____ LISTING

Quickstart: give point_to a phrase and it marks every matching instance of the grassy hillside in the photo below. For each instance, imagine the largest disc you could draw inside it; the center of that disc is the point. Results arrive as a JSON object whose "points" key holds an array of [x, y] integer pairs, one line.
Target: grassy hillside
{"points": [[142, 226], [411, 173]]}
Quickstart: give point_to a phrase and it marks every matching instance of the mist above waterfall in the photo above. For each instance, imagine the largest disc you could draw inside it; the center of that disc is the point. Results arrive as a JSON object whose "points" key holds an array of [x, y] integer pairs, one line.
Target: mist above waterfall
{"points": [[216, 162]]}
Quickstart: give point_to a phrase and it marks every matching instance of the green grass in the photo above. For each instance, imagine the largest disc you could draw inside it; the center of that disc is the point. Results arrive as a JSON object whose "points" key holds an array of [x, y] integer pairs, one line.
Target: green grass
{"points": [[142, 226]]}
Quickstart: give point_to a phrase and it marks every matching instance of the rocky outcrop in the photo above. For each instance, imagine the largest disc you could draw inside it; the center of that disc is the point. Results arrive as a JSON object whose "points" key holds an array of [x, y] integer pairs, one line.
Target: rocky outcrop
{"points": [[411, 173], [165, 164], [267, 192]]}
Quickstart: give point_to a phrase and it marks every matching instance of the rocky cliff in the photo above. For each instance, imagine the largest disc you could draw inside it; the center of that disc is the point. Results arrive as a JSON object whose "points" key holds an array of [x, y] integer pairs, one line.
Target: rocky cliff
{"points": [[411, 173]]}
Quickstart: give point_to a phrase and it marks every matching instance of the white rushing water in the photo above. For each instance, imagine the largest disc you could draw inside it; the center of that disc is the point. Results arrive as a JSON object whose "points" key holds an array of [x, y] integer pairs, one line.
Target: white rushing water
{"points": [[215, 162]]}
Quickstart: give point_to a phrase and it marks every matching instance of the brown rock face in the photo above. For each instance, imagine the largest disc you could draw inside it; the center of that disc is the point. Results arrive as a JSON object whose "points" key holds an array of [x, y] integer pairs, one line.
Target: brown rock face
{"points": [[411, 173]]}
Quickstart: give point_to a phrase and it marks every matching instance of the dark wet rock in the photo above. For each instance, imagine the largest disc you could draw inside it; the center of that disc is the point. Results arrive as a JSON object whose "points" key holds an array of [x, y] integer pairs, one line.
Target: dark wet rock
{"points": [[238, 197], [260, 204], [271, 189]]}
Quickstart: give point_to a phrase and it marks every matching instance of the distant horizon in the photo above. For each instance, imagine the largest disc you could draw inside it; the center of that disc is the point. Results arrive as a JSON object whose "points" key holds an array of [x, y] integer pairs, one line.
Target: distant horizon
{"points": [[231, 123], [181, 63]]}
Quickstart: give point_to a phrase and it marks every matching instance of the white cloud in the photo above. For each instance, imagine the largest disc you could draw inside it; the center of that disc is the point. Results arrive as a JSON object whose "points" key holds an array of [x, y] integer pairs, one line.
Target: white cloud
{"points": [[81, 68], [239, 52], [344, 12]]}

________

Reproduce the data above verbatim, from the first line to the last.

Quickstart: give point_to a phrase and it marks every matching instance of the grassy hillside in the photo below. For each instance, imagine the largest disc you could draw inside it; the center of that disc is the point. Results arrive as a JSON object whose "points" key holds an array of [x, y] integer pairs, one line.
Target: grassy hillside
{"points": [[142, 226], [411, 173]]}
Quickstart: give point_to a phrase and it marks every matching instance of the mist above waterfall in the photo above. For each instance, imagine the largest disc you could draw inside it; the center of that disc is the point. Results arrive as a JSON object whose "points" key holds an array of [x, y] integer pairs, one line.
Target: mist above waterfall
{"points": [[216, 162]]}
Quickstart: give point_to a phrase and it marks every matching instance of the green grass in the photo above. For each instance, imagine the largest disc you could draw inside it; the center of that disc is the point. Results arrive as a JSON object whose "points" key holds an array of [x, y] integer pairs, one line.
Target: green grass
{"points": [[142, 226]]}
Quickstart: give point_to a phrase and it marks every matching instance of the rocky outcrop in the photo above. For each instance, imagine the largest disc you could draw inside it; the center of that disc is the point. Results arrive as a JSON object whose "points" key holds an array of [x, y] integer pairs, one line.
Target: rocky outcrop
{"points": [[411, 173], [165, 164], [267, 192]]}
Quickstart: give point_to a phrase and it marks every matching instance of the rocky cliff in the photo above. For each instance, imagine the largest disc you could draw inside it; the center of that disc is the point. Results arrive as a JSON object whose "points" key holds an array of [x, y] integer pairs, one line.
Target: rocky cliff
{"points": [[411, 173]]}
Quickstart: give point_to a phrase and it marks every matching instance of the white rushing water in the photo above. For each instance, imagine the largest disc you could draw inside it; the center of that disc is the point. Results arrive as a JSON object whose "points" key holds an array of [x, y] integer pairs, one line.
Target: white rushing water
{"points": [[215, 162]]}
Quickstart: give point_to a phrase and it marks every matching instance of the brown rock face in the photo above. For each instance, imagine the largest disc you could draw inside it; the center of that disc is the point. Results arrive as a JSON object whose "points" key holds an array of [x, y] integer pairs, one line.
Target: brown rock face
{"points": [[411, 173]]}
Quickstart: give point_to a phrase and it marks every matching instance of the dark wet rock in the photo above. For each instance, imagine the largest disc you could draw inside it; the center of that disc is the point. Results arrive as a JSON object whose "points" key holds an array of [x, y] integer pairs, one line.
Target: dark wet rock
{"points": [[238, 197], [260, 204], [271, 189]]}
Quickstart: give point_to a phrase and it marks every matching instance of the distant horizon in the photo above. For each instance, imagine the largest disc you could draw inside it; the center of that disc is the point. Results arrive as a JSON object whose "points" key holds an array of [x, y] integer pairs, one line.
Target: distant horizon
{"points": [[231, 123], [181, 63]]}
Quickstart: give point_to a phrase and it marks every matching instance of the white cloud in the photo above. For each instance, imagine the largest disc you could draw inside it; the center of that disc is the point. Results arrive as a JSON object whose "points" key holds an array of [x, y] integer pairs, one line.
Target: white cloud
{"points": [[81, 68], [239, 52], [344, 12]]}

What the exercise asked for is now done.